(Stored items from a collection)
══════════════════════════════

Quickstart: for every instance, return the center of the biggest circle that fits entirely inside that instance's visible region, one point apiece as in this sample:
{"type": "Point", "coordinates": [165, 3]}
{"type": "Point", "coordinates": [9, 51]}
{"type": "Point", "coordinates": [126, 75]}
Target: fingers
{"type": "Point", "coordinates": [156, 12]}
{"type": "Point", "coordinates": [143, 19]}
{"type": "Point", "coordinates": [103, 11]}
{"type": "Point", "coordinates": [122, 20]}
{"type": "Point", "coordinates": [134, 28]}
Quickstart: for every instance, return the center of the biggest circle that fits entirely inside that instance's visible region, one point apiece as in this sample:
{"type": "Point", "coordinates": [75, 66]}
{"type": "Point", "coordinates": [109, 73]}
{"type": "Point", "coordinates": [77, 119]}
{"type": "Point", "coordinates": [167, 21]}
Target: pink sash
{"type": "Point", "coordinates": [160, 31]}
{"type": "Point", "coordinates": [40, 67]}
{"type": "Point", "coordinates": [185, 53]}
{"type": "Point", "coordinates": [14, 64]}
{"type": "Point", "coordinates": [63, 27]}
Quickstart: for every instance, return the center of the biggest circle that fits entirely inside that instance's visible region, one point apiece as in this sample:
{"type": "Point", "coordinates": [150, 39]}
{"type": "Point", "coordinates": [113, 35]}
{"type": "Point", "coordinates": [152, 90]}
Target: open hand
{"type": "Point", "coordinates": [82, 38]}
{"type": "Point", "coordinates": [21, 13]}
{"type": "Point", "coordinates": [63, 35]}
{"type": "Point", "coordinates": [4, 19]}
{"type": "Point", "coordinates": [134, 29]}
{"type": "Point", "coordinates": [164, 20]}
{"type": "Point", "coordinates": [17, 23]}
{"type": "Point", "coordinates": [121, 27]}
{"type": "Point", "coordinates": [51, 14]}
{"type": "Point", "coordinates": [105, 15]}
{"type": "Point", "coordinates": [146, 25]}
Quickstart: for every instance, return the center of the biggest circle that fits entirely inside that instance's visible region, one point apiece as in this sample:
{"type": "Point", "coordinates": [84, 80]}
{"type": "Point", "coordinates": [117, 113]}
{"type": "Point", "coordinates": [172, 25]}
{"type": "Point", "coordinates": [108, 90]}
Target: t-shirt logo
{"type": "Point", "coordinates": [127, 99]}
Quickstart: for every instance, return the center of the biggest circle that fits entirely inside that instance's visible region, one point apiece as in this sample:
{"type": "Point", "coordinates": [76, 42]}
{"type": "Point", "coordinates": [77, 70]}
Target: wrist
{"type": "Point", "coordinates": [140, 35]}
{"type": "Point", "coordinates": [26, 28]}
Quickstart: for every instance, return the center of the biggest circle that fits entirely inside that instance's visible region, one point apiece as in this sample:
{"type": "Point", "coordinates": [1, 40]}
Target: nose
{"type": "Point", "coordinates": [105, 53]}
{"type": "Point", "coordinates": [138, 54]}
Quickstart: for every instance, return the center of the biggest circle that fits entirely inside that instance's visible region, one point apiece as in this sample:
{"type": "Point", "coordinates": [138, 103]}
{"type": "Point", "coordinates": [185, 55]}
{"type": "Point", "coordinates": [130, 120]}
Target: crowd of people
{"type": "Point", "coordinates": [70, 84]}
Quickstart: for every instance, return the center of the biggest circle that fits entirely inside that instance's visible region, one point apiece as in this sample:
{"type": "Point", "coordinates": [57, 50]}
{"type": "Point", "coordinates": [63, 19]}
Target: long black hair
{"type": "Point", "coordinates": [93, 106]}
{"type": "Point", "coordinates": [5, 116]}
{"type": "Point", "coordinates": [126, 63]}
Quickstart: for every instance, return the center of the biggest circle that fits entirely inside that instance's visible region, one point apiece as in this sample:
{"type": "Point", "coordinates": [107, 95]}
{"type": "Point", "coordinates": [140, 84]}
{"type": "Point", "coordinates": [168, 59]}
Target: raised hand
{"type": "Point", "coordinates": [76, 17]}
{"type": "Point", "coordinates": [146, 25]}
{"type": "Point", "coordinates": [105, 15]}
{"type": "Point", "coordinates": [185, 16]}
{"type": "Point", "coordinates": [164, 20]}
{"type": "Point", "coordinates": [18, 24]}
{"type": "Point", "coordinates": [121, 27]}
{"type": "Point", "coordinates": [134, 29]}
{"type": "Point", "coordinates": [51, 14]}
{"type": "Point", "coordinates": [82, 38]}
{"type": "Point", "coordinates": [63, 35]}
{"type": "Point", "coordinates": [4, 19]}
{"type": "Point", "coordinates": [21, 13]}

══════════════════════════════

:: Exercise ::
Copy out each entry once more, character for character.

:: Task result ::
Quickstart: for every instance, return the center of the biggest circle that fits entirely inside that instance's visible region, one point apiece as in this sample:
{"type": "Point", "coordinates": [165, 3]}
{"type": "Point", "coordinates": [9, 51]}
{"type": "Point", "coordinates": [126, 75]}
Target: fingers
{"type": "Point", "coordinates": [156, 12]}
{"type": "Point", "coordinates": [143, 19]}
{"type": "Point", "coordinates": [103, 11]}
{"type": "Point", "coordinates": [122, 20]}
{"type": "Point", "coordinates": [134, 28]}
Quickstart: for every instance, return the center of the biggest circle that fits entirely inside that instance's visible region, one point apiece as in this sample:
{"type": "Point", "coordinates": [75, 66]}
{"type": "Point", "coordinates": [109, 73]}
{"type": "Point", "coordinates": [77, 119]}
{"type": "Point", "coordinates": [167, 21]}
Target: pink sash
{"type": "Point", "coordinates": [160, 31]}
{"type": "Point", "coordinates": [40, 67]}
{"type": "Point", "coordinates": [185, 53]}
{"type": "Point", "coordinates": [14, 64]}
{"type": "Point", "coordinates": [63, 27]}
Quickstart: for every instance, return the center of the biggest circle that fits entirely inside that instance's visible region, one point apiece as in this sample:
{"type": "Point", "coordinates": [150, 39]}
{"type": "Point", "coordinates": [113, 35]}
{"type": "Point", "coordinates": [152, 90]}
Target: open hand
{"type": "Point", "coordinates": [82, 38]}
{"type": "Point", "coordinates": [21, 13]}
{"type": "Point", "coordinates": [63, 35]}
{"type": "Point", "coordinates": [4, 19]}
{"type": "Point", "coordinates": [134, 29]}
{"type": "Point", "coordinates": [164, 20]}
{"type": "Point", "coordinates": [17, 23]}
{"type": "Point", "coordinates": [121, 27]}
{"type": "Point", "coordinates": [51, 14]}
{"type": "Point", "coordinates": [105, 15]}
{"type": "Point", "coordinates": [146, 25]}
Quickstart: for every instance, return the center of the biggest circle that fits entirely inside that instance's visible region, one point apiece as in this sample:
{"type": "Point", "coordinates": [84, 80]}
{"type": "Point", "coordinates": [117, 113]}
{"type": "Point", "coordinates": [172, 25]}
{"type": "Point", "coordinates": [108, 90]}
Target: t-shirt logo
{"type": "Point", "coordinates": [127, 99]}
Quickstart: for every instance, return the center of the biggest circle that fits entirely inside that instance's visible region, one point apiece as in this sample:
{"type": "Point", "coordinates": [76, 42]}
{"type": "Point", "coordinates": [77, 70]}
Target: wrist
{"type": "Point", "coordinates": [140, 35]}
{"type": "Point", "coordinates": [26, 28]}
Quickstart: for every instance, return the center of the biggest circle that fits entirely inside that instance's visible region, one point apiece as in this sample:
{"type": "Point", "coordinates": [1, 40]}
Target: nose
{"type": "Point", "coordinates": [105, 53]}
{"type": "Point", "coordinates": [138, 54]}
Quickstart: for every instance, return the center of the biggest circle that fits entirely inside that instance's visible region, one point apiece as in this sample:
{"type": "Point", "coordinates": [138, 103]}
{"type": "Point", "coordinates": [185, 55]}
{"type": "Point", "coordinates": [130, 120]}
Target: crowd of people
{"type": "Point", "coordinates": [70, 84]}
Quickstart: for every instance, return the center of the biggest circle that fits entirely inside that instance's visible region, one point apiece as in this sample:
{"type": "Point", "coordinates": [57, 50]}
{"type": "Point", "coordinates": [63, 19]}
Target: long black hair
{"type": "Point", "coordinates": [93, 106]}
{"type": "Point", "coordinates": [5, 116]}
{"type": "Point", "coordinates": [126, 63]}
Quickstart: for every instance, return the center of the biggest circle that fits entirely inside that instance's visible region, one point apiece as in this sample:
{"type": "Point", "coordinates": [107, 95]}
{"type": "Point", "coordinates": [140, 84]}
{"type": "Point", "coordinates": [168, 59]}
Target: raised hand
{"type": "Point", "coordinates": [76, 17]}
{"type": "Point", "coordinates": [146, 25]}
{"type": "Point", "coordinates": [105, 15]}
{"type": "Point", "coordinates": [185, 16]}
{"type": "Point", "coordinates": [164, 20]}
{"type": "Point", "coordinates": [18, 24]}
{"type": "Point", "coordinates": [121, 27]}
{"type": "Point", "coordinates": [134, 29]}
{"type": "Point", "coordinates": [51, 14]}
{"type": "Point", "coordinates": [82, 38]}
{"type": "Point", "coordinates": [63, 35]}
{"type": "Point", "coordinates": [4, 19]}
{"type": "Point", "coordinates": [21, 13]}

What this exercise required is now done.